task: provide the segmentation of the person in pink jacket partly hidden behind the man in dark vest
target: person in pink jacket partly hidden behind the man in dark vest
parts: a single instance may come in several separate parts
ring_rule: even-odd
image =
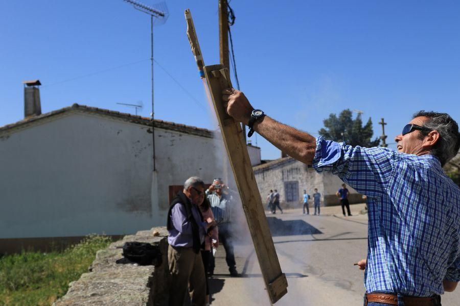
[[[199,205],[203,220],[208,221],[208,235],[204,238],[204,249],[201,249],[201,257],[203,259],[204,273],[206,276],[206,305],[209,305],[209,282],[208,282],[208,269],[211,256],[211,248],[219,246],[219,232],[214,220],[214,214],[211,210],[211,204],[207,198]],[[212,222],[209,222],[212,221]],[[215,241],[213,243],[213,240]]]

......

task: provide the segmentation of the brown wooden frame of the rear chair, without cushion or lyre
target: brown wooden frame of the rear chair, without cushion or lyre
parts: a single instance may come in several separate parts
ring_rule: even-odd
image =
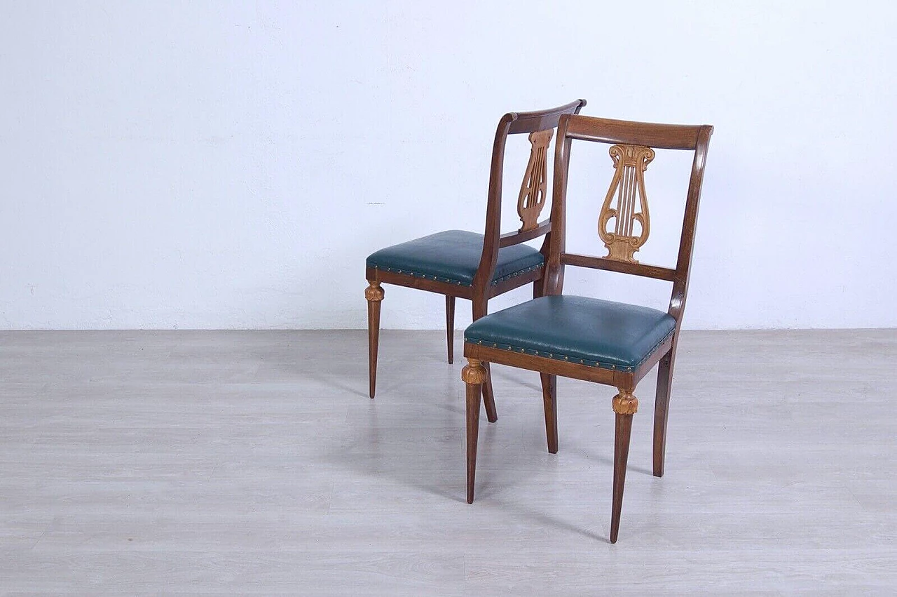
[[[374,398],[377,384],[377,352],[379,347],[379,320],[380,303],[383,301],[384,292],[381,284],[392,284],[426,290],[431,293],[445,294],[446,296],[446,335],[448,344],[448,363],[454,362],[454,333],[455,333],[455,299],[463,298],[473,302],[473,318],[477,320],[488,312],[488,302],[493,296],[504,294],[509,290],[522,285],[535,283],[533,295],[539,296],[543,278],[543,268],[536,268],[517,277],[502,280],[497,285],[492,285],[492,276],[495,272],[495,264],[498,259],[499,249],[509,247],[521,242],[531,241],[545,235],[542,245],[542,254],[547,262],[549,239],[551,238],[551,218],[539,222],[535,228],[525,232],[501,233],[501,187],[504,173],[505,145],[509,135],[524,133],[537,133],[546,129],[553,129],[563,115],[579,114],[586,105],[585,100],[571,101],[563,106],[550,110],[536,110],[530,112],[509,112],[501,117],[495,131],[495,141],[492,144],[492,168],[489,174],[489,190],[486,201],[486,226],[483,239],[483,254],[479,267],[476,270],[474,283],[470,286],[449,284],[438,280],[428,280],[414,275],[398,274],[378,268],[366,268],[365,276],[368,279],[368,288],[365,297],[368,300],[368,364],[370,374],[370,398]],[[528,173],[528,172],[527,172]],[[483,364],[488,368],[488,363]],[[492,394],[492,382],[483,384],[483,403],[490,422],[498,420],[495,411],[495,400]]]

......

**ACTIVITY**
From the entries, give the number of lines where the string "pink" is found, and nothing else.

**TASK OUTPUT**
2